* [Work instructions]
1. Do these statements agree with the excerpted text? (a) The estimate given for n log(n² + 1) + n is O(n log n). (b) (1, 3, 5) counts as a triple prime sequence. (c) The proof works with the sequence modulo 5. For each, answer yes or no and quote the words of the text that decide it.
2. According to the excerpted text, what course, problem set and term are the number theory problems taken from?

-- Start of Excerpted text --

Give a big-O estimate for each of the following functions. Use a simple function of smallest possible order.
1. n log(n² + 1) + n².
  is O( n² )
2. n log(n² + 1) + n.
  is O( n log n )
3. 2^{2 log n} + 100 n.
  is O( n² )
4. (n² + n log n)(n² + n log n).
  is O( n⁴ )
5. (n log n)(n² log n + n + log n).
  is O( n³ (log n)² )
Some number theory problems:
1. (from CS280, Problem Set 3, Fall 2000) A triple prime sequence is a sequence of three natural numbers (a, b, c) such that b=a+2, c=b+2, and each of a, b, and c is a prime number. For example, (3, 5, 7) is a triple prime sequence, but (1, 3, 5) is not since 1 is not prime. Consider the following claim: (3, 5, 7) is the only triple prime sequence.
  Decide whether the claim is true or false and justify your answer with a proof.
  Consider a triple prime sequence (a, b, c). This can be rewritten as (a, a+2, a+4). Taking this (mod 3), we get (a, a+2, a+1) mod 3. Note that one of these three numbers must be divisible by 3. The only prime divisible by 3 is 3; thus (3, 5, 7) is the only triple prime sequence.
2. (from CS280, Problem Set 3, Fall 2000) An infinite arithmetic progression is a set of natural numbers of the form a, a+b, a+2b, a+3b, a+4b,... Consider the following claim: There is an infinite arithmetic progression, all of whose elements are prime numbers.

-- End of Excerpted text --
-- Start of Entries shown --

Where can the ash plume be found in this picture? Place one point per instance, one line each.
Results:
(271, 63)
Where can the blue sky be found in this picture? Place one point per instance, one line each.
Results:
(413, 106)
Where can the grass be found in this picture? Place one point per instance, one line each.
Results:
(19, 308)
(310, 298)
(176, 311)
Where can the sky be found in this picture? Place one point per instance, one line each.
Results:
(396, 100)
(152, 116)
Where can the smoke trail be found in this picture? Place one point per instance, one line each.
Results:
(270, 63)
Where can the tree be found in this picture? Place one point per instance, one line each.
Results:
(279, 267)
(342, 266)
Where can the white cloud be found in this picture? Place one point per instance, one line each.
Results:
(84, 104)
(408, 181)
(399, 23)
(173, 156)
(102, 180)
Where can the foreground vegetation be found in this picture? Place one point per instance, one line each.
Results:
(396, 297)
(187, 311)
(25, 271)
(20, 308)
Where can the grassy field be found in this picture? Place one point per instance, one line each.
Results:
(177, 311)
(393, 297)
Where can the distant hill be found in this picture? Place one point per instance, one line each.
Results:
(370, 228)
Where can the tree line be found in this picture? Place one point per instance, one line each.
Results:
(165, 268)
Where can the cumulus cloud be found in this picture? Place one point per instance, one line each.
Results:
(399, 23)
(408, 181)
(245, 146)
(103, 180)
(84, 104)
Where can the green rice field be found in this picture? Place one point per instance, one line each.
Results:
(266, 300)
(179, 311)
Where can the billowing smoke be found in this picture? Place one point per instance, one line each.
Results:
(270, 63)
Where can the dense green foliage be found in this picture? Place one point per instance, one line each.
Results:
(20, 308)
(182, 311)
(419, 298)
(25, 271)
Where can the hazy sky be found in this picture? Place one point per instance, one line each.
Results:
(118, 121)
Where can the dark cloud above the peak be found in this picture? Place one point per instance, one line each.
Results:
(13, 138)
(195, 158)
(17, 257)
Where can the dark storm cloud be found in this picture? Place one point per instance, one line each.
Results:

-- End of Entries shown --

* [Answers to the tasks]
1.
(a) Yes: "is O( n log n )"
(b) No: "(1, 3, 5) is not since 1 is not prime"
(c) No: "Taking this (mod 3)"

2. CS280, Problem Set 3, Fall 2000.